◆ SET PROBLEM ◆
Can you format the material below as a Markdown table with the columns "Row" and "Line", putting a row number beside each line and leaving out blank lines and pictures?

-- START OF INFORMATION PROVIDED --

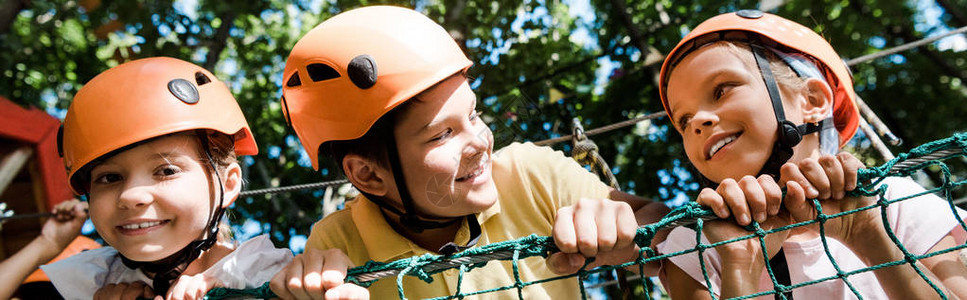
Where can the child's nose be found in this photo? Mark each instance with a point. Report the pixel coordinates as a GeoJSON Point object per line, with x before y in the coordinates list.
{"type": "Point", "coordinates": [698, 129]}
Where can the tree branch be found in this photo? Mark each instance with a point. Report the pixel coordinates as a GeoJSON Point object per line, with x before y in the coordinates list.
{"type": "Point", "coordinates": [220, 40]}
{"type": "Point", "coordinates": [9, 9]}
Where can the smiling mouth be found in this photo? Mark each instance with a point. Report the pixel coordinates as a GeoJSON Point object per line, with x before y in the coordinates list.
{"type": "Point", "coordinates": [476, 172]}
{"type": "Point", "coordinates": [720, 144]}
{"type": "Point", "coordinates": [481, 166]}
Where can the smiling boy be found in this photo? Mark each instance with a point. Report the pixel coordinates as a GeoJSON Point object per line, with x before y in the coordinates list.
{"type": "Point", "coordinates": [383, 92]}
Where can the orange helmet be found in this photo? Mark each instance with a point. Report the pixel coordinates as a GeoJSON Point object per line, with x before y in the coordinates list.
{"type": "Point", "coordinates": [79, 244]}
{"type": "Point", "coordinates": [353, 68]}
{"type": "Point", "coordinates": [147, 98]}
{"type": "Point", "coordinates": [775, 31]}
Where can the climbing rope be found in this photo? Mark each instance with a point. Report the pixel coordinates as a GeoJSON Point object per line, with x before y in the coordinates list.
{"type": "Point", "coordinates": [308, 186]}
{"type": "Point", "coordinates": [930, 155]}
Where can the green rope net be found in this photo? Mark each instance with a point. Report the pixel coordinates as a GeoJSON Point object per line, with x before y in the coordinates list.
{"type": "Point", "coordinates": [930, 155]}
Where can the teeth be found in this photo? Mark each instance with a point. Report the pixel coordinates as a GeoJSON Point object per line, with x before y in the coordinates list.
{"type": "Point", "coordinates": [718, 145]}
{"type": "Point", "coordinates": [475, 172]}
{"type": "Point", "coordinates": [140, 225]}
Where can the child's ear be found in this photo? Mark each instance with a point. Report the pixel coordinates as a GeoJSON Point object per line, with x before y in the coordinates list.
{"type": "Point", "coordinates": [365, 175]}
{"type": "Point", "coordinates": [819, 100]}
{"type": "Point", "coordinates": [232, 183]}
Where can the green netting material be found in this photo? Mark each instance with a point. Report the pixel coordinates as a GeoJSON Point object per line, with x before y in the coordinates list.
{"type": "Point", "coordinates": [423, 267]}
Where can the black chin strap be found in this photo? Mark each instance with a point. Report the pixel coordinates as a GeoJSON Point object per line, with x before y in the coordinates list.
{"type": "Point", "coordinates": [165, 271]}
{"type": "Point", "coordinates": [408, 217]}
{"type": "Point", "coordinates": [789, 134]}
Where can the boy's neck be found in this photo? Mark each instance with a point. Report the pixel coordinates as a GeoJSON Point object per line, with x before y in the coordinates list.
{"type": "Point", "coordinates": [429, 239]}
{"type": "Point", "coordinates": [208, 258]}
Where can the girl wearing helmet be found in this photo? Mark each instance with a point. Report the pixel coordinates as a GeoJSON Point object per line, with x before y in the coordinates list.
{"type": "Point", "coordinates": [153, 145]}
{"type": "Point", "coordinates": [383, 91]}
{"type": "Point", "coordinates": [716, 86]}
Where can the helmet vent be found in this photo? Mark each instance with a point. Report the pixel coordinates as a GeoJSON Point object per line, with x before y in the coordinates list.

-- END OF INFORMATION PROVIDED --

◆ COMPLETED EXERCISE ◆
| Row | Line |
|---|---|
| 1 | Where can the child's nose be found in this photo? Mark each instance with a point. Report the pixel coordinates as a GeoJSON Point object per line, with x before y in the coordinates list. |
| 2 | {"type": "Point", "coordinates": [698, 129]} |
| 3 | Where can the tree branch be found in this photo? Mark each instance with a point. Report the pixel coordinates as a GeoJSON Point object per line, with x before y in the coordinates list. |
| 4 | {"type": "Point", "coordinates": [220, 40]} |
| 5 | {"type": "Point", "coordinates": [9, 9]} |
| 6 | Where can the smiling mouth be found in this photo? Mark each instance with a point. Report the pixel coordinates as a GeoJSON Point object per line, with x before y in the coordinates list. |
| 7 | {"type": "Point", "coordinates": [476, 172]} |
| 8 | {"type": "Point", "coordinates": [720, 144]} |
| 9 | {"type": "Point", "coordinates": [481, 166]} |
| 10 | Where can the smiling boy be found in this photo? Mark each instance with a point. Report the pixel coordinates as a GeoJSON Point object per line, with x before y in the coordinates list. |
| 11 | {"type": "Point", "coordinates": [383, 92]} |
| 12 | Where can the orange helmet be found in this photo? Mark each instance with a point. Report the pixel coordinates as a GeoJSON Point object per line, with x before y in the coordinates list. |
| 13 | {"type": "Point", "coordinates": [79, 244]} |
| 14 | {"type": "Point", "coordinates": [353, 68]} |
| 15 | {"type": "Point", "coordinates": [147, 98]} |
| 16 | {"type": "Point", "coordinates": [775, 31]} |
| 17 | Where can the climbing rope be found in this photo? Mark each instance with a point. Report the pixel coordinates as a GeoJSON Point object per line, with x before y in the coordinates list. |
| 18 | {"type": "Point", "coordinates": [308, 186]} |
| 19 | {"type": "Point", "coordinates": [930, 155]} |
| 20 | Where can the green rope net be found in this photo? Mark each instance with a point. Report the pixel coordinates as a GeoJSON Point object per line, with x before y in the coordinates list. |
| 21 | {"type": "Point", "coordinates": [930, 155]} |
| 22 | Where can the teeth be found in this photo? Mark each instance with a point. Report the pixel coordinates as a GeoJSON Point object per line, with x before y in the coordinates list. |
| 23 | {"type": "Point", "coordinates": [718, 145]} |
| 24 | {"type": "Point", "coordinates": [475, 172]} |
| 25 | {"type": "Point", "coordinates": [140, 225]} |
| 26 | Where can the child's ear be found in this photo? Mark each instance with a point. Report the pixel coordinates as a GeoJSON Point object per line, with x before y in the coordinates list. |
| 27 | {"type": "Point", "coordinates": [365, 175]} |
| 28 | {"type": "Point", "coordinates": [819, 100]} |
| 29 | {"type": "Point", "coordinates": [232, 183]} |
| 30 | Where can the green netting material be found in this photo? Mark each instance with a point. Report the pixel coordinates as a GeoJSON Point object per line, with x before y in the coordinates list. |
| 31 | {"type": "Point", "coordinates": [423, 267]} |
| 32 | Where can the black chin strap be found in this photo? Mark each instance with a point. Report the pixel coordinates as a GeoJSON Point object per line, with x before y in the coordinates list. |
| 33 | {"type": "Point", "coordinates": [165, 271]} |
| 34 | {"type": "Point", "coordinates": [408, 217]} |
| 35 | {"type": "Point", "coordinates": [789, 134]} |
| 36 | Where can the boy's neck be found in this photo? Mark each instance with a point. Report the pixel coordinates as a GeoJSON Point object per line, with x before y in the coordinates list. |
| 37 | {"type": "Point", "coordinates": [429, 239]} |
| 38 | {"type": "Point", "coordinates": [208, 258]} |
| 39 | Where can the girl wearing helmet be found in this photo? Mark each instance with a point. Report the pixel coordinates as a GeoJSON Point object per line, with x before y in the coordinates list. |
| 40 | {"type": "Point", "coordinates": [153, 145]} |
| 41 | {"type": "Point", "coordinates": [383, 91]} |
| 42 | {"type": "Point", "coordinates": [716, 86]} |
| 43 | Where can the helmet vent be found in this photo? Mark each instance with a point. Report the pixel coordinates as a GeoJSON Point object per line, with x before y in the coordinates list. |